# [Text block]

Powerwolf - Wake Up the Wicked

Genre: Power Metal -

You know what I almost ding dang forgot? Powerwolf - the once mighty, powerful Powerwolf - have released a new album. Well dang! Okay, first let’s go back a few years, to their last full length, Call of the Wild (2021) which was wildly underwhelming at only a single track above average quality. Brings me back even further, that. Remember about six, seven maybe eight years ago? Power metal was having the time of its life, a renaissance of colour, a burst of melodic comebacks that harkened the genre’s youth; albums like Elvenking’s Secrets Of The Magick Grimoire (2017), Symphonity’s King of Persia (2016), or what about Pyramaze’s massive Contingent (2017) and even Veonity’s Legend ofhe Starborn (2018). Even Powerwolf were part of it as they pushed into the mainstream with Blessed and Possessed (2017). These days are long fucking gone. Honestly, Powerwolf have grown into one of the biggest power metal acts on the planet in the last half decade, and it’s not all undeserved. These fellas are great songwriters and great musicians and they’re headed by an even greater front man. But where they’re heading I just cannot follow; there is no depth, no passion to their music anymore.

Anyway, with this here new album - Wake Up the Wicked - Powerwolf seem really content to just plod along the same pattern and doing nothing of interest, churning through three minutes of uninteresting riffs and repeated melodies. Gone are the days of build up to explosive choruses, eerie wolven chanting and massive riffs and solos. Oh, all those elements are there, but in a way watered down form, and there’s nothing memorable about any song on here; as soon as each new song begins, the previous one is swiftly forgotten. Might be unfair to say since most the album consists of them, but it feels heaps like Wake Up the Wicked opens on filler material. Bless ‘Em with the Blade does away with all kinds of build up and just jumps straight into the chorus, then runs with it for like two minutes. So the songs are mostly around three minutes - and most have a short, keyboard-y intro to set the stage - then swiftly jump into the power chords and Attila Dorn churning the same nonsense about women’s sex organs or mater maria or whatever what-have-you battle you give zero fucks about.

Okay to be fair, the same criticism could pretty much be given for every album they’ve released, but somehow it feels more egregious here; the total runtime for eleven tracks is well shy of 40 minutes - a practice that seems to have become standard in modern power metal. 1589 would be the exception, harkening some old Blessed & Possessed vibes. And it’s also the longest song on here, at a whopping four minutes and four seconds! The difference between then and now? Let’s... let’s not be that guy, you can tell. There’s little effort beyond the label going “guys we need a new record”. Powerwolf have gotten complacent, and they don’t give a shit anymore. If they even pretended to care about anything, they still pronounce “vargamor” incorrectly. Closing track Vargamor exists only because Sabaton has made the Swedish power metal scene a money cow. But the Swedish market deserves a better quality of power metal. Shit, the power metal scene deserves a better quality of power metal. This kind of crap is why I can’t find it to review stuff anymore, it’s all dumbed down crap and it’s both insulting and depressing. Powerwolf can do so much better, but I don’t see it happening. Plus one point for Thunderpriest though, that one was pretty cool.

# [Directions for this task]
Please list every Powerwolf album that the review names. Nothing in the items is needed for the task.

# [Extracted records]
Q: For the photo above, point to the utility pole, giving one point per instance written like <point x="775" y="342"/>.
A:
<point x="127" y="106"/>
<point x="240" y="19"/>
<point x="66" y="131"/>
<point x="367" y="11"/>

# [Task answer]
Call of the Wild (2021)
Blessed and Possessed (2017)
Wake Up the Wicked